Could you repeat the pull request page from "Conversation" up to and including "PR is content-only.", swapping "companion" for "accompanying"?

Passage shown.
◇ ◇ ◇ ◇ ◇ ◇ ◇
Skip to content

content(sentence-library): Day 2 byDay variants for all 5 phonemes#129

Merged
youtalk merged 90 commits intomainfrom
content/dictation-day2-bydays
Apr 27, 2026
Merged

content(sentence-library): Day 2 byDay variants for all 5 phonemes#129
youtalk merged 90 commits intomainfrom
content/dictation-day2-bydays

Conversation

@youtalk
Copy link
Copy Markdown
Owner

@youtalk youtalk commented Apr 27, 2026

Summary

Adds the Day 2 authored variants in byDay for every sentence across all 5 phoneme directories under Packages/MoraEngines/Sources/MoraEngines/Resources/SentenceLibrary/{f,r,sh,short_a,th}/. Together with the existing Day 1 (#116, #117, #127) and Day 5 (full sentence at the top level), this completes a Day 1 → Day 2 → Day 5 length ramp for the dictation (ShortSentences) phase.

The companion source-code wiring (SentenceDayPicker, SentenceLibrary.sentences(dayInWeek:…), SessionContainerView.bootstrap clamp on sessionCompletionCount + 1) was already merged in #116 — this PR is content-only.

Day-2 length ramp (averaged over 360 sentences per phoneme)

phoneme extended / 360 avg D1 avg D2 avg D5 (=full)
f 125 4.01 4.36 9.43
th 219 4.15 4.76 9.49
sh 215 4.06 4.66 9.36
r 95 4.03 4.30 9.28
short_a 350 4.27 6.29 9.18

All 5 phonemes satisfy avg D1 < avg D2 < avg D5.

Authoring strategies

Two distinct strategies, by phoneme:

  1. Strict superset of Day 1, +1 word, article+adj+noun slot only — used by f, th, sh, r. Day-2 is Day-1 with exactly one adjective inserted between an article and the noun (e.g. Shen hid a rex.Shen hid a shy rex.). Where no such slot exists, falls back to byDay["2"] = byDay["1"] (Day-2 reads identically to Day-1). This produces grammatical output at every extension and a 26–61 % extension rate.
◇ ◇ ◇ ◇ ◇ ◇ ◇
Data listing.
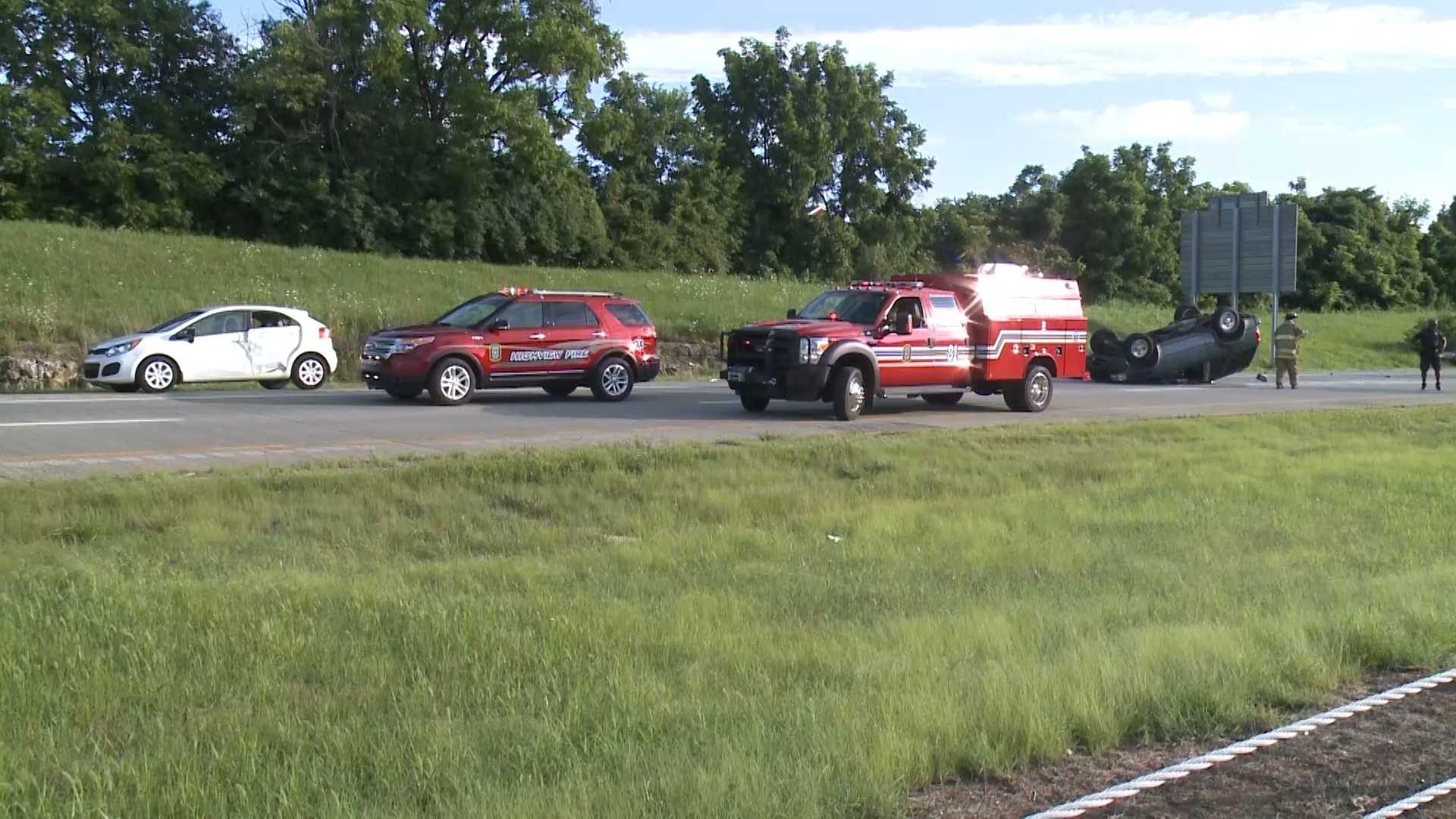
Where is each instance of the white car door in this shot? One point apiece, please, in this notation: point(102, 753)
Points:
point(271, 343)
point(218, 350)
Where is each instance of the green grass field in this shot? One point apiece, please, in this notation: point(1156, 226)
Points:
point(63, 287)
point(775, 629)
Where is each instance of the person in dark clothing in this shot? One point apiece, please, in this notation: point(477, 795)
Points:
point(1432, 343)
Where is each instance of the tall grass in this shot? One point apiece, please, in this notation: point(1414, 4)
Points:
point(780, 629)
point(63, 287)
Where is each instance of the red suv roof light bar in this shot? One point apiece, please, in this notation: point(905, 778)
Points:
point(604, 295)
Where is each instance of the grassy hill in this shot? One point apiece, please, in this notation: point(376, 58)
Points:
point(702, 640)
point(63, 287)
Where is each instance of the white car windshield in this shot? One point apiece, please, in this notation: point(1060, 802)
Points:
point(855, 306)
point(175, 322)
point(473, 312)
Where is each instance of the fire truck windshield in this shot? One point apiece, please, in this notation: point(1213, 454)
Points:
point(854, 306)
point(473, 312)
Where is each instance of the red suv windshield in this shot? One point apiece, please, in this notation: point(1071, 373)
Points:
point(473, 312)
point(855, 306)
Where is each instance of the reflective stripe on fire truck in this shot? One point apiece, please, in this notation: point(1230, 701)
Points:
point(1034, 337)
point(922, 354)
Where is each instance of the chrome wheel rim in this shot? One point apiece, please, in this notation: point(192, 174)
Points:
point(615, 379)
point(310, 372)
point(1038, 390)
point(856, 392)
point(158, 375)
point(455, 382)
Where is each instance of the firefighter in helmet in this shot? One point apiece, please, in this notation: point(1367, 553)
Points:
point(1286, 352)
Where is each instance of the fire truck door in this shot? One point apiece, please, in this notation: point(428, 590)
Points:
point(949, 341)
point(909, 360)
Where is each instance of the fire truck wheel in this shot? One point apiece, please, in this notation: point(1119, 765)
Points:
point(1033, 394)
point(1106, 343)
point(944, 398)
point(849, 394)
point(753, 401)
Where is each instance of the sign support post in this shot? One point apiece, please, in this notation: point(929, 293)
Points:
point(1276, 289)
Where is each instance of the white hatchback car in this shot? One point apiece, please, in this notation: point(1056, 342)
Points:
point(218, 344)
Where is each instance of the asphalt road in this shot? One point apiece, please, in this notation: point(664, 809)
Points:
point(74, 435)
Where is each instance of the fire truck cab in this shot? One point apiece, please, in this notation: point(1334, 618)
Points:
point(999, 330)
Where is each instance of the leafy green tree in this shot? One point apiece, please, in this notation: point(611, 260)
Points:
point(830, 165)
point(1359, 251)
point(666, 199)
point(425, 127)
point(115, 110)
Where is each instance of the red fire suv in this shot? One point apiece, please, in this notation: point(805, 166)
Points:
point(549, 338)
point(1001, 330)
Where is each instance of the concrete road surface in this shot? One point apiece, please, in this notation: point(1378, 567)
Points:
point(77, 433)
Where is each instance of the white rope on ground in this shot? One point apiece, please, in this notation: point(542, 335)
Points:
point(1416, 800)
point(1247, 746)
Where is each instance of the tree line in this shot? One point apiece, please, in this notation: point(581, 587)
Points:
point(437, 129)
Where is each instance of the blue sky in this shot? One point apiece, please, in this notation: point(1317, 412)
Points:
point(1341, 93)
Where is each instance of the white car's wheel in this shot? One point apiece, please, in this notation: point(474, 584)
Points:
point(310, 371)
point(158, 373)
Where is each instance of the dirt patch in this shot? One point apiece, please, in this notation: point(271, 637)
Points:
point(1348, 768)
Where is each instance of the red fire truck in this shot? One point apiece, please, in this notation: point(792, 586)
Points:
point(999, 330)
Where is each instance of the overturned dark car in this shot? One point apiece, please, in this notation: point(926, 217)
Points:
point(1194, 347)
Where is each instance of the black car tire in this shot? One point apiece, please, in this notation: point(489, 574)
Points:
point(612, 381)
point(1142, 350)
point(851, 395)
point(310, 372)
point(1106, 343)
point(1228, 324)
point(452, 382)
point(1033, 392)
point(158, 373)
point(753, 401)
point(944, 398)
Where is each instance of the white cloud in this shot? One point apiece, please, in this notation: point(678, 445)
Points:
point(1332, 130)
point(1381, 130)
point(1299, 39)
point(1150, 121)
point(1218, 101)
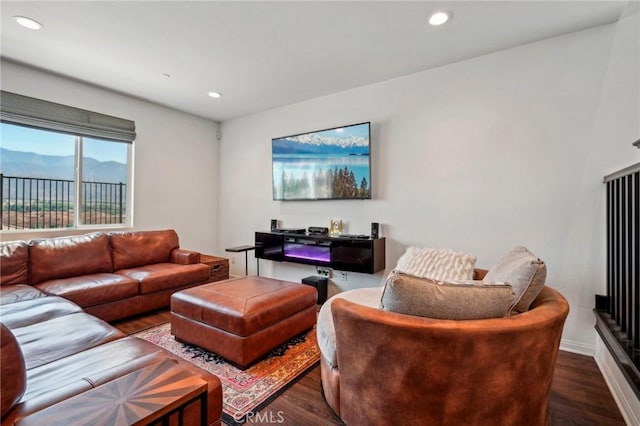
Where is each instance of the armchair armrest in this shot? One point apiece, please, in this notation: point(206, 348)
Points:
point(184, 257)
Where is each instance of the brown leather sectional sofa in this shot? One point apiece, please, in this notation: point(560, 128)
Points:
point(111, 276)
point(54, 349)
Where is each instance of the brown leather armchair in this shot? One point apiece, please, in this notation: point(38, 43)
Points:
point(399, 369)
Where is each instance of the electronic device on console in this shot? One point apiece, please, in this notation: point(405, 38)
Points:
point(291, 230)
point(318, 230)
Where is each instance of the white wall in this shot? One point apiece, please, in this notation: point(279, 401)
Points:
point(480, 156)
point(176, 156)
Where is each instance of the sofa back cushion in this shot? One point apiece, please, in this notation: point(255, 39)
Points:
point(133, 249)
point(455, 300)
point(13, 374)
point(14, 261)
point(64, 257)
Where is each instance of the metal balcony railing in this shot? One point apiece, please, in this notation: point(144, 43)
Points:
point(618, 312)
point(41, 203)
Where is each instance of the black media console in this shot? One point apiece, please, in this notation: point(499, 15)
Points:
point(344, 253)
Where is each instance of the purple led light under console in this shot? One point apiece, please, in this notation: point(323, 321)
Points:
point(301, 251)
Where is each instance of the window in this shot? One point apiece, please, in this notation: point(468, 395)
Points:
point(40, 171)
point(63, 167)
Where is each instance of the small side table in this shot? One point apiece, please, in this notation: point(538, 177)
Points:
point(245, 249)
point(142, 397)
point(218, 267)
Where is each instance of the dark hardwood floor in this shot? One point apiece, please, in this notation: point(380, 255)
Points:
point(579, 394)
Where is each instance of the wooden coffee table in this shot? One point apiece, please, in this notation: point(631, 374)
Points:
point(142, 397)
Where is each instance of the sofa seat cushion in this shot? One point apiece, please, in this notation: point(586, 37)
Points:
point(28, 312)
point(62, 379)
point(14, 257)
point(139, 248)
point(92, 289)
point(63, 257)
point(12, 371)
point(164, 276)
point(59, 337)
point(326, 331)
point(18, 293)
point(456, 300)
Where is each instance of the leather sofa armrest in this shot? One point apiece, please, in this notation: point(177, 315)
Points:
point(184, 257)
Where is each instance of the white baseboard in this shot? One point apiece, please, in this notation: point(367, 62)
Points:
point(625, 397)
point(576, 347)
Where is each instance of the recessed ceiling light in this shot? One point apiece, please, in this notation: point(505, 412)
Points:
point(440, 18)
point(28, 22)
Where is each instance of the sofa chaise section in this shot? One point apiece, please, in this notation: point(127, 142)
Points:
point(111, 276)
point(52, 351)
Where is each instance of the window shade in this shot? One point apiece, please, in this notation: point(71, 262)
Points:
point(32, 112)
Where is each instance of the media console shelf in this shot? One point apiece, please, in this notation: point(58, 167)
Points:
point(364, 255)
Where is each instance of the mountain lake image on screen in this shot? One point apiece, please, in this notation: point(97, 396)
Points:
point(331, 164)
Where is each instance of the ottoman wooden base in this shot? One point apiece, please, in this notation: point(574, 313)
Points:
point(242, 319)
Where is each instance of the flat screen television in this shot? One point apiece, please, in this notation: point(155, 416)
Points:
point(331, 164)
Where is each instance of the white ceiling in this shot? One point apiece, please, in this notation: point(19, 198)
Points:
◇ ◇ ◇ ◇ ◇ ◇ ◇
Written answer.
Conversation

@youtalk
Copy link
Copy Markdown
Owner

@youtalk youtalk commented Apr 27, 2026

Summary

Adds the Day 2 authored variants in byDay for every sentence across all 5 phoneme directories under Packages/MoraEngines/Sources/MoraEngines/Resources/SentenceLibrary/{f,r,sh,short_a,th}/. Together with the existing Day 1 (#116, #117, #127) and Day 5 (full sentence at the top level), this completes a Day 1 → Day 2 → Day 5 length ramp for the dictation (ShortSentences) phase.

The accompanying source-code wiring (SentenceDayPicker, SentenceLibrary.sentences(dayInWeek:…), SessionContainerView.bootstrap clamp on sessionCompletionCount + 1) was already merged in #116 — this PR is content-only.